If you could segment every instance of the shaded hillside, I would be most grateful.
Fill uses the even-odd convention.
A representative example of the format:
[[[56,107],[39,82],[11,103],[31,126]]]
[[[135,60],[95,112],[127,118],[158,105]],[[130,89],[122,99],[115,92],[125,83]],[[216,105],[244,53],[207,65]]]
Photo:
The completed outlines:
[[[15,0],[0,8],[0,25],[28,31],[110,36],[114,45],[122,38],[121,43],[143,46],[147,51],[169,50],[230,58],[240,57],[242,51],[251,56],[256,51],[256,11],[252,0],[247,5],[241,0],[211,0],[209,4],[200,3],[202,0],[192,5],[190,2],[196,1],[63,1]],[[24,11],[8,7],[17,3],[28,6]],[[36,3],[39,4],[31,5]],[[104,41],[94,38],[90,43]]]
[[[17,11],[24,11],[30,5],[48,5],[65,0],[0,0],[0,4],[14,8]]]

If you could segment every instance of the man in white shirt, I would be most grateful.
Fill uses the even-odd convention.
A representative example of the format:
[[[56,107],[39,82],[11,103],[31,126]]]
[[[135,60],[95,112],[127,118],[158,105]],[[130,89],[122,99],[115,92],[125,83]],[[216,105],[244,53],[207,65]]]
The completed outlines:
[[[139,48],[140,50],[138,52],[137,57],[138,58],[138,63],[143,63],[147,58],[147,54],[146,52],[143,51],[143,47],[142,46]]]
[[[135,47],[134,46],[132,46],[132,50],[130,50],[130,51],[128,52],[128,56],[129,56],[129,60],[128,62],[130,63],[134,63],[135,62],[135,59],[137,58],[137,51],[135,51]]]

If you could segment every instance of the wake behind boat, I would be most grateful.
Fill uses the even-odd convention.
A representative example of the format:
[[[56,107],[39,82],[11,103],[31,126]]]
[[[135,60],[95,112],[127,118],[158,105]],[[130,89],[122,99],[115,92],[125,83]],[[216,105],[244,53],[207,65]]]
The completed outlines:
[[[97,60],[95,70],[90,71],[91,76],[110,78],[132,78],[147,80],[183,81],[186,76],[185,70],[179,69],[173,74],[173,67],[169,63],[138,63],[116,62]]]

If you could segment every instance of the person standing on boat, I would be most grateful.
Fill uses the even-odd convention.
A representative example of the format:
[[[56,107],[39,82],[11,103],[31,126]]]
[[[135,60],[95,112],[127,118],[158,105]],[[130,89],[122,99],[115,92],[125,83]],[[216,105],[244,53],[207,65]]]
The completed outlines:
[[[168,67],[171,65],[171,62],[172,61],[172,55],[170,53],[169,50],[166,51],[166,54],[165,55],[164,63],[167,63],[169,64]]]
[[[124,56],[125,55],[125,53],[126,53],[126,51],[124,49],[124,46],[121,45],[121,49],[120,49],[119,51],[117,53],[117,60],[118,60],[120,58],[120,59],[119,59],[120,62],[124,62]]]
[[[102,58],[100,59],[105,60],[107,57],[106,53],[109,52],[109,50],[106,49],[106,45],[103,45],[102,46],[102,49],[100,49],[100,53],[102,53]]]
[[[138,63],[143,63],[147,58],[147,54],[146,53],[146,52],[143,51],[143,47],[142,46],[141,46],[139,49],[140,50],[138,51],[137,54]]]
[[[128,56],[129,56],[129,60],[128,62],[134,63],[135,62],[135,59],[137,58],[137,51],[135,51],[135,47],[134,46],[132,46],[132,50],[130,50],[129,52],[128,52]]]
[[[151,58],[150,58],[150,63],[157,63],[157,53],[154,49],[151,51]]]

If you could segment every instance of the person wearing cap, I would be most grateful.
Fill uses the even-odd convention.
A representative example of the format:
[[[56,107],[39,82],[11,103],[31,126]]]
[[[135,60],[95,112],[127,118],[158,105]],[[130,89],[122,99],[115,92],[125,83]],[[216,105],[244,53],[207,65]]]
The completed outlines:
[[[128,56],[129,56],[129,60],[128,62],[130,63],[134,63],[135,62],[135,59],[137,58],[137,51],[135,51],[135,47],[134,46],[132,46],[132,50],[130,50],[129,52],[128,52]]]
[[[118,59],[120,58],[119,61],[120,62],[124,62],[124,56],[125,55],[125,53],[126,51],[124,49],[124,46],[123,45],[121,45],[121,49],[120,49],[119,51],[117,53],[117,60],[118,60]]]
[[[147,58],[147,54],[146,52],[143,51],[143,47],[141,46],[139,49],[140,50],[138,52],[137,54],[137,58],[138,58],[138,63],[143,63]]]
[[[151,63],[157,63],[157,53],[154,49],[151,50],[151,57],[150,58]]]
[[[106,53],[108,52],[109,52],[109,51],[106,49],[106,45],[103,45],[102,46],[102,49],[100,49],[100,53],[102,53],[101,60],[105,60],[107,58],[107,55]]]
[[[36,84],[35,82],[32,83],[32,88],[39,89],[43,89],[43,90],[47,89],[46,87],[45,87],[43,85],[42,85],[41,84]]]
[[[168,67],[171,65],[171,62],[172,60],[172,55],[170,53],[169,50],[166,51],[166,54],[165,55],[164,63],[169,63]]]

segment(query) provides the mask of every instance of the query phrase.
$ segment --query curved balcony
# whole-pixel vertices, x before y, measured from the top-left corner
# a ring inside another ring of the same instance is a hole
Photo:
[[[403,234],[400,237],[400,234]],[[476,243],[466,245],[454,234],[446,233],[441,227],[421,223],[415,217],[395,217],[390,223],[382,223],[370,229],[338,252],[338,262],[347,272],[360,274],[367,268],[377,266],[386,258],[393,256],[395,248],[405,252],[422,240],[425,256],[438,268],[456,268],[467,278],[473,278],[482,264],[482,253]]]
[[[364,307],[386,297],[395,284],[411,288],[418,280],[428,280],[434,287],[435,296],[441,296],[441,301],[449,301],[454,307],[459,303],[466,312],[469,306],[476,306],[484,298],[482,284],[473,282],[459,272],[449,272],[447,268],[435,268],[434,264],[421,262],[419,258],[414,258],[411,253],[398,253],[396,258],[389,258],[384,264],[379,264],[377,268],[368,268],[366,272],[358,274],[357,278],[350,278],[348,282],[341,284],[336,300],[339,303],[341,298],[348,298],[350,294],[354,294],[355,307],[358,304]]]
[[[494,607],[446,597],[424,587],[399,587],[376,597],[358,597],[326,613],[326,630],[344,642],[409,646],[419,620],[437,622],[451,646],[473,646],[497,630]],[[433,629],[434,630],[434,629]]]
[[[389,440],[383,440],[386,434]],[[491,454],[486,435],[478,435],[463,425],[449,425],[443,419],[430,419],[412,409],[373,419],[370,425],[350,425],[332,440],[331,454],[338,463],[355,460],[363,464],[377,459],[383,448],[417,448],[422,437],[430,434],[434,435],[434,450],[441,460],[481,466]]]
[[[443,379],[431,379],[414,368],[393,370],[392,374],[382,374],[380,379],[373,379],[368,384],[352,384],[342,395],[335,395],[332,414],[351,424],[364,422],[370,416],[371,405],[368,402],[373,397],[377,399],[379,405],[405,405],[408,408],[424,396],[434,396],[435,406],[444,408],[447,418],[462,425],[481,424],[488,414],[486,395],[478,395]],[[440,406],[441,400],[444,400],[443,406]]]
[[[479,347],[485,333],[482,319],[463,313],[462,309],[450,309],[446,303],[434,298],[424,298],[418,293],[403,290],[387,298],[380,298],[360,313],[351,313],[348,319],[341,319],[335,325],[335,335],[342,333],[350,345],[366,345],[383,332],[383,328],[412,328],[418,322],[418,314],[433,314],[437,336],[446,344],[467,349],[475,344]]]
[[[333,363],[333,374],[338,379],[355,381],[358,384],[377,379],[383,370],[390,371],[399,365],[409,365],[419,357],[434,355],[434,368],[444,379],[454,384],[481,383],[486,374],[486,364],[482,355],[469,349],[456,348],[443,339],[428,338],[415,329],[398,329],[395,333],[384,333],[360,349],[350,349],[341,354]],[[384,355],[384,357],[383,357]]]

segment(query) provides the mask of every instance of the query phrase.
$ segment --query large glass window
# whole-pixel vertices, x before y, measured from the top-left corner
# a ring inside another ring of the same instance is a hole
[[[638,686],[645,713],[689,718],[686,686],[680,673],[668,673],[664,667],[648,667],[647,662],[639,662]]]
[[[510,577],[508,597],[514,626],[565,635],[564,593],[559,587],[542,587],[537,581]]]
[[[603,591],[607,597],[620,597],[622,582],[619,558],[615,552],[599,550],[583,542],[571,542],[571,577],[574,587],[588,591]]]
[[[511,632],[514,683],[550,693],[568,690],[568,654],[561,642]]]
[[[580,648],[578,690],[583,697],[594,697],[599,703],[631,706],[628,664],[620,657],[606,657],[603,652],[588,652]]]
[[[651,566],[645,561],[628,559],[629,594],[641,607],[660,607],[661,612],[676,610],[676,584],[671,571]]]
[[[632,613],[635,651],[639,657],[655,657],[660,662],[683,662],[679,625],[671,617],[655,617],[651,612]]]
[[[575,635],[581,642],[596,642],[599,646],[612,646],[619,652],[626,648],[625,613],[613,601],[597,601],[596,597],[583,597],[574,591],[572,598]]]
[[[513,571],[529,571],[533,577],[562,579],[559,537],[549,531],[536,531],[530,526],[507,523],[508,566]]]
------------
◆ **PROBLEM REQUIREMENTS**
Please show every line of the material above that contains the word "would", matching case exactly.

◆ **WRITTEN ANSWER**
If you could segment every instance of the shaded hillside, I would be most grateful.
If you could segment every instance of the man in white shirt, I would be most grateful.
If you could segment every instance of the wake behind boat, I would be most grateful.
If you could segment every instance of the person standing on boat, I would be most grateful.
If you could segment every instance of the person wearing cap, I would be most grateful.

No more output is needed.